Work instructions: In the material below, copy verbatim every line from the one containing "[locate] the guardrail" through the one containing "(1074, 328)", including both of those lines.

# Start of Data for processing

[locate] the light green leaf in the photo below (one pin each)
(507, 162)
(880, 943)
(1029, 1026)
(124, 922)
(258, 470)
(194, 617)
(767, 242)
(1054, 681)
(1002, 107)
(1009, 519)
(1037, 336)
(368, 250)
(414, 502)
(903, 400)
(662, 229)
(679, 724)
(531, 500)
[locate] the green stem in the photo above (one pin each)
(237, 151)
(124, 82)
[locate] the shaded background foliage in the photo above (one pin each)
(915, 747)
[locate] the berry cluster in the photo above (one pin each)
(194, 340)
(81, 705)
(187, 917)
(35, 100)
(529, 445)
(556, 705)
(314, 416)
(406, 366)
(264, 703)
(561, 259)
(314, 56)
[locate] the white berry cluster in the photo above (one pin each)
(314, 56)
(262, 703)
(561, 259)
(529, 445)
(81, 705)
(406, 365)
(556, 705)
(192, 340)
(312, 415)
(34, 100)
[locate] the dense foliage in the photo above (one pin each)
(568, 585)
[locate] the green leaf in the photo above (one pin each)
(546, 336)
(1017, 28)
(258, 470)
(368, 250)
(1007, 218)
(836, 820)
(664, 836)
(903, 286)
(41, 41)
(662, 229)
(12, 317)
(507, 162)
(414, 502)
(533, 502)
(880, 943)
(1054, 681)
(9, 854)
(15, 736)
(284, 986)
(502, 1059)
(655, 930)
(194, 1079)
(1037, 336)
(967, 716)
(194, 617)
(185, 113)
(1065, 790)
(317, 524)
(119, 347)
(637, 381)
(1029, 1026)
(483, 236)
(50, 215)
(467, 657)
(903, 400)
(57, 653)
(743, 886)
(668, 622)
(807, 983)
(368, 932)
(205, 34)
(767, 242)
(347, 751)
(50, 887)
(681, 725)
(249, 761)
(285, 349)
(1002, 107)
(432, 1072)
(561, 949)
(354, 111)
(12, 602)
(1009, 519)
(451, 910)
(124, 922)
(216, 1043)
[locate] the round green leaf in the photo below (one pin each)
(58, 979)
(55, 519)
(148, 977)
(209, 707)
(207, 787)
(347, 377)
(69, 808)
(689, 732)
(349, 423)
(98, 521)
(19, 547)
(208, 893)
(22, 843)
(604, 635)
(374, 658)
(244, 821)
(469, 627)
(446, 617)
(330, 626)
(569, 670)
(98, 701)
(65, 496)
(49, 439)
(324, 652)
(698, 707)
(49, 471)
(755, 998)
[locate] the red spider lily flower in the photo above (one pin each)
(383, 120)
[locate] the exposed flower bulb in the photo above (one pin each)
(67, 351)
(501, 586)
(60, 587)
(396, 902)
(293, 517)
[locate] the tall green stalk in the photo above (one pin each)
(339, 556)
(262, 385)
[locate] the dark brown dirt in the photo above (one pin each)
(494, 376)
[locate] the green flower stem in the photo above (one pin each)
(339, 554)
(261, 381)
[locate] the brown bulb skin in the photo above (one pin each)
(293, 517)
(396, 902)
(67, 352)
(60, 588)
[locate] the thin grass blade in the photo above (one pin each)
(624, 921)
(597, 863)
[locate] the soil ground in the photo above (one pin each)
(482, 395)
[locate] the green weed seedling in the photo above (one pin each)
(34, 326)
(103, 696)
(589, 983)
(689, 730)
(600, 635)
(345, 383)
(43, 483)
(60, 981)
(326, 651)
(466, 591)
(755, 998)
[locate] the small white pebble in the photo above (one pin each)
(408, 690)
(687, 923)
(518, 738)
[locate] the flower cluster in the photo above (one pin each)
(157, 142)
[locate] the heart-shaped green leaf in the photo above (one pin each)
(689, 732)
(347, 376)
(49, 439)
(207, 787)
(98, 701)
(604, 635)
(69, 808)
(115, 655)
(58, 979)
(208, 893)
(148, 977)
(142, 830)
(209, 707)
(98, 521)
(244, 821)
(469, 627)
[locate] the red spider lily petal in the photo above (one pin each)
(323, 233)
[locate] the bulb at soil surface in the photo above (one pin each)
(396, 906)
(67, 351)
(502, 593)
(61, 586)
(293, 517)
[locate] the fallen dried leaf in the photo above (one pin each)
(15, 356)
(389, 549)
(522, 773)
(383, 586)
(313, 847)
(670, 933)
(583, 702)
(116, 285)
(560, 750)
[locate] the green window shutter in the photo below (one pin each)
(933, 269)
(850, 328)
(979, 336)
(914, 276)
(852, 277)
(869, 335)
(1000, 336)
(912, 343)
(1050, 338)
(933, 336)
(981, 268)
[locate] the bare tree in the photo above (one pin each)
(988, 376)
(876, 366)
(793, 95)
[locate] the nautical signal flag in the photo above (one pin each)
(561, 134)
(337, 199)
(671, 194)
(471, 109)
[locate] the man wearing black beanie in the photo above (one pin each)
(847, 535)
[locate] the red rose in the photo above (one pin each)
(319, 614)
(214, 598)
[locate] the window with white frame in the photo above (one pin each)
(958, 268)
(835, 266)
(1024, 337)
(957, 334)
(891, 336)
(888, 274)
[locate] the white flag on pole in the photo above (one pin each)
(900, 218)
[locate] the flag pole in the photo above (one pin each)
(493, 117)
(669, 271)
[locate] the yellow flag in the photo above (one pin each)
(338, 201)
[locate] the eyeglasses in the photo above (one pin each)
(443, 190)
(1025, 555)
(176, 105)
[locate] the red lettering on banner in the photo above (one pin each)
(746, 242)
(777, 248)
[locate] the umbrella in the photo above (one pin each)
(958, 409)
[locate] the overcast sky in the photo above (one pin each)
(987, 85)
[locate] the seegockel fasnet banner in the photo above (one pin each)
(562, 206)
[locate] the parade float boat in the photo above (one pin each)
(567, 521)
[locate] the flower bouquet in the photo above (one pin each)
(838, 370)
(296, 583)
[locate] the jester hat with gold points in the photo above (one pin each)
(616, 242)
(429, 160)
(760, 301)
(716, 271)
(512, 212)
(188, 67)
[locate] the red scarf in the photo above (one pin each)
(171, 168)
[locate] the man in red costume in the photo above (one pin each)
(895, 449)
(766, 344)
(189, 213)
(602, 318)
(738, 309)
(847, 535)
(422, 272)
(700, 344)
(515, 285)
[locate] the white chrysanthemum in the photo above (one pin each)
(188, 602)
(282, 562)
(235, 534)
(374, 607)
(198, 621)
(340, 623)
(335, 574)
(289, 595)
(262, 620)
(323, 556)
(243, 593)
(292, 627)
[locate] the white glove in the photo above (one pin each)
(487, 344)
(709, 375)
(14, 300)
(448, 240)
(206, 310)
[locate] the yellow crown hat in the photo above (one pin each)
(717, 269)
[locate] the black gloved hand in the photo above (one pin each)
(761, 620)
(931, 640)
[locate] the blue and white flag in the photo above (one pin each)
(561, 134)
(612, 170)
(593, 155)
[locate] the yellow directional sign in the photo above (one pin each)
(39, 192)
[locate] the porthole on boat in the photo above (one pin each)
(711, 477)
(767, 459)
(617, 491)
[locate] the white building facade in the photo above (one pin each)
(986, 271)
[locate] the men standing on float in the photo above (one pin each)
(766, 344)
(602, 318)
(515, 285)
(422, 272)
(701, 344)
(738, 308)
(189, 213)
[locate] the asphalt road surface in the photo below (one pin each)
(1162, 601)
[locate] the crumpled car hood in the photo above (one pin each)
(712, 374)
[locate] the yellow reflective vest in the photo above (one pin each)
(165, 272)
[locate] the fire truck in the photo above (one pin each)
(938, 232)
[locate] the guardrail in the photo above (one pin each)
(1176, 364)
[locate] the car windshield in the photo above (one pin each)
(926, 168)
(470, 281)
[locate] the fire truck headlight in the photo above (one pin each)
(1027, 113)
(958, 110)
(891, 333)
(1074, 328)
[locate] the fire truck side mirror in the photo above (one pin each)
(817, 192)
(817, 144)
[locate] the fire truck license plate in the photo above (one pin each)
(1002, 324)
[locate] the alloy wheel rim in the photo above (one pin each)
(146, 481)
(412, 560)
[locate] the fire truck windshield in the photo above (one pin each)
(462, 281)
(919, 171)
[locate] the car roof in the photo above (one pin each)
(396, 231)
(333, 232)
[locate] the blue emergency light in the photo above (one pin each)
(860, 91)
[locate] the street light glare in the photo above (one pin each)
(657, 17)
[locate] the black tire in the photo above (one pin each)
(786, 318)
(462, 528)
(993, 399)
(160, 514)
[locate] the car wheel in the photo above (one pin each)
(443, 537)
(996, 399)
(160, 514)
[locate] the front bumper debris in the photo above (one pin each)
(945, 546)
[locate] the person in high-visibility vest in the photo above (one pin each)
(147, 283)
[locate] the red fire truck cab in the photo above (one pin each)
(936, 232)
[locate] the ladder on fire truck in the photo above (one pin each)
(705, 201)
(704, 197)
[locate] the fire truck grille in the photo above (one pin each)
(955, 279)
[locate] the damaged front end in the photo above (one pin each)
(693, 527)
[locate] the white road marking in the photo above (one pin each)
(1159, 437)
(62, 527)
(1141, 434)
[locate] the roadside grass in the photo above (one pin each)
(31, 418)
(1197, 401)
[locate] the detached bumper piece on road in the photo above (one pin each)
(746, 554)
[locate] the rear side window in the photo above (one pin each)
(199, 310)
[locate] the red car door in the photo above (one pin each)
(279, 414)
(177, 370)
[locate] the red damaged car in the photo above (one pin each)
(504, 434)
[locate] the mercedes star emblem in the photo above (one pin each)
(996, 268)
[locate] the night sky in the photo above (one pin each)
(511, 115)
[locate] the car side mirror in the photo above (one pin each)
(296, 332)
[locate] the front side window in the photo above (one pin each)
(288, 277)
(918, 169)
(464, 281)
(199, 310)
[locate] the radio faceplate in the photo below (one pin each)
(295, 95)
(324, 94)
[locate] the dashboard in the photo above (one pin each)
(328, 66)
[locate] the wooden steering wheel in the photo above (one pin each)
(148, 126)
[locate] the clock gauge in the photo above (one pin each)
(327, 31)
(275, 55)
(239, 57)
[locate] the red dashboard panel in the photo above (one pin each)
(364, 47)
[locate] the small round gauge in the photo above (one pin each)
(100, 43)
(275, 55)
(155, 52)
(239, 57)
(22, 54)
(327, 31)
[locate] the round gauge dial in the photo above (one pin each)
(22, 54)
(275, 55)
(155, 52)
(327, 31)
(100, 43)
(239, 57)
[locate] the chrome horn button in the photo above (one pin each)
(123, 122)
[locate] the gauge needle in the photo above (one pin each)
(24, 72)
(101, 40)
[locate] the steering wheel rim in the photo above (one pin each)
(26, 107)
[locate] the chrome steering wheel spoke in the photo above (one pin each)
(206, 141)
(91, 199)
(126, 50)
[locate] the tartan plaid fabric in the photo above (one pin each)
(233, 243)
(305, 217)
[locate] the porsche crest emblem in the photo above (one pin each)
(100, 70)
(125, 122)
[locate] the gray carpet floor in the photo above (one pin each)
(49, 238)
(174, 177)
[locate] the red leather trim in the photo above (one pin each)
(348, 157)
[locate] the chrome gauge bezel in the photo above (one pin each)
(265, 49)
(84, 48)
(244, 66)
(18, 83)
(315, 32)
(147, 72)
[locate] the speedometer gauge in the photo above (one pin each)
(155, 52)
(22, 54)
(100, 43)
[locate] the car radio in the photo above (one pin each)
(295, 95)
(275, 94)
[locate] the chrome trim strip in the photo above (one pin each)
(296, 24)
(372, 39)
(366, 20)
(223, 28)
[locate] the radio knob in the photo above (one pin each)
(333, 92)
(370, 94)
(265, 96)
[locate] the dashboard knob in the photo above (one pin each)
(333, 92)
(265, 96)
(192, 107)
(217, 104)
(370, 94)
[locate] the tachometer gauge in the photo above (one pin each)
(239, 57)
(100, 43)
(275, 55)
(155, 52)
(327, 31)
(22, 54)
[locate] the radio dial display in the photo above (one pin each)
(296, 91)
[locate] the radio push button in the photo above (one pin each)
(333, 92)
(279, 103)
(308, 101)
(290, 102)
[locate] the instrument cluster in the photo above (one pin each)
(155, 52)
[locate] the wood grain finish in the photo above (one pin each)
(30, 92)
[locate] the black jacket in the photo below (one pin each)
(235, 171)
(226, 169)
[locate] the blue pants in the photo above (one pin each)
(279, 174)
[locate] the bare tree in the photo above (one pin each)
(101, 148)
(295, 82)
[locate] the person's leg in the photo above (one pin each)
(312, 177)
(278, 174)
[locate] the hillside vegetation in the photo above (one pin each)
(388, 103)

# End of Data for processing

Written answer:
[locate] the guardrail in the photo above (one pin each)
(1176, 364)
[locate] the car windshield in the photo above (one pin each)
(926, 168)
(470, 281)
[locate] the fire truck headlight in the photo above (one pin each)
(1027, 113)
(958, 110)
(891, 333)
(1074, 328)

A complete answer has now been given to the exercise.